## TASK OBJECTIVE
Could you copy, word for word, the passage of the Seattle teriyaki excerpt between "And until recently, Krug" and "its syrupy sweetness.", inclusive?

## EXCERPT
______________________________

Glaze uses hormone- and antibiotic-free chicken, adds organic micro-greens to its salad, sells gourmet ginger ale, and adds mushroom and bok choy to its miso soup, making it like most Seattle teriyaki joints but “a little nicer,” Krug said.
Krug graduated from Mercer Island High School in 1999 and worked in the Seattle office of Merrill Lynch while earning a degree in philosophy from the University of Washington. He moved to New York after college “just because I wanted to live here.”
“I lived here for seven years and noticed New York was missing teriyaki,” he said. “It’s something we always talked about. We thought this could be a good business. There’s a ton of Japanese restaurants in New York that offer teriyaki, but it’s a lot more expensive and doesn’t taste nearly as good as it does in Seattle.
“Pure Japanese teriyaki is what you have all over the country. It’s just another entrée to order if you don’t want to get sushi. Seattle teriyaki has a Korean influence to it.”
And until recently, Krug said, the only place you could get it was in Seattle.
Korean immigrants, more than any other group, have made Seattle teriyaki what it is, a souped up, spicier, heartier version of the Japanese original. Japanese teriyaki amounts to a glaze used primarily to cook fish, not chicken or beef. It is certainly not intended to be a sauce ladled over rice or squeezed from a bottle. It is made from rice wine and soy sauce and has a subtle, some say bland, flavor.
Seattle-style teriyaki is more similar to the traditional, Korean preparation for grilled beef and pork. The marinade for Korean bulgogi, or grilled, boneless beef, is made with soy sauce, garlic, scallions, sugar, garlic, and sesame oil. The use of sugar instead of rice wine gives Seattle teriyaki its syrupy sweetness.
A preponderance of teriyaki operators in Seattle are Korean, which is why many teriyaki restaurants offer a secondary menu of Korean basics like bibimbap, tofu stew, and spicy beef soup. Teriyaki shops in Seattle are reasonable stand-ins for full-service Korean restaurants, which tend to be located in the suburbs.
Through the 1980s and much of the 1990s, teriyaki meant either Toshi’s or Yasuko’s, the founding fathers of Seattle teriyaki. Toshi’s grilled its boneless meat on skewers. Yasuko slow roasted its half-chickens and fatty pork shoulders. Known for its spare, almost depressing, interiors, Yasuko’s masterpiece was the pork, succulent and tender and prepared like no other in the city.
Walking up to the counter at Yasuko’s was like visiting a lunch counter in a Third World country. The place was meant for takeout and worth any indignity because of its huge portions and low prices, which were low even by fast-food standards. It was pure, old-school teriyaki, very few tables, no garnishes, no dessert, no side dishes — just rice, meat, and a pile of cabbage, never lettuce. The success of Toshi’s and Yasuko’s set the table for a teriyaki fast-food explosion in Seattle and a new, local cuisine.
Teriyaki became the emblematic Seattle dish so subtly, so quietly, that even people in Seattle didn’t realize what it had become. It was everywhere but did not mean anything in particular until the paid thinkers drew attention to it. The Seattle Weekly traced its origins and ascension in Seattle in a thoughtful, 2007 article that anointed it “Seattle’s own fast-food phenomenon.” A few years later, The New York Times published a similar declaration.

______________________________

## INFORMATION SHOWN
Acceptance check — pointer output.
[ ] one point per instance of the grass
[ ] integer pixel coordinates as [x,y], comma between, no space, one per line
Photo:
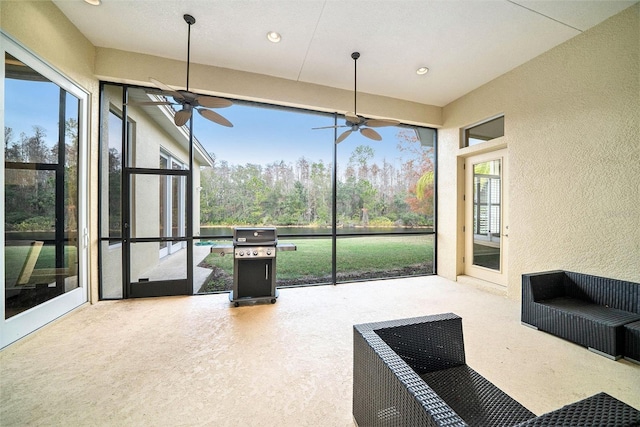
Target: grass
[357,258]
[15,257]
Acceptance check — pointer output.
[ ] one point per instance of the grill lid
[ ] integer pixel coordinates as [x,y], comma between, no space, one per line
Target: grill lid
[247,236]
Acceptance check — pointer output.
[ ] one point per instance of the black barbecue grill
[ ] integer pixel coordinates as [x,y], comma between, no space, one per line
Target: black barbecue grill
[254,263]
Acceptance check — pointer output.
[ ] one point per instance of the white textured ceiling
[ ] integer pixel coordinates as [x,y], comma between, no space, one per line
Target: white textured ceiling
[465,43]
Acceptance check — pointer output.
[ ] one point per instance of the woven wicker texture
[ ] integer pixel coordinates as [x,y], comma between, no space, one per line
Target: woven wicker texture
[476,399]
[588,310]
[632,341]
[600,410]
[387,390]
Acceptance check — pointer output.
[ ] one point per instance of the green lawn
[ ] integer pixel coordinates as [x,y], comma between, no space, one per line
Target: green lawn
[15,257]
[357,258]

______________________________

## RESULT
And until recently, Krug said, the only place you could get it was in Seattle.
Korean immigrants, more than any other group, have made Seattle teriyaki what it is, a souped up, spicier, heartier version of the Japanese original. Japanese teriyaki amounts to a glaze used primarily to cook fish, not chicken or beef. It is certainly not intended to be a sauce ladled over rice or squeezed from a bottle. It is made from rice wine and soy sauce and has a subtle, some say bland, flavor.
Seattle-style teriyaki is more similar to the traditional, Korean preparation for grilled beef and pork. The marinade for Korean bulgogi, or grilled, boneless beef, is made with soy sauce, garlic, scallions, sugar, garlic, and sesame oil. The use of sugar instead of rice wine gives Seattle teriyaki its syrupy sweetness.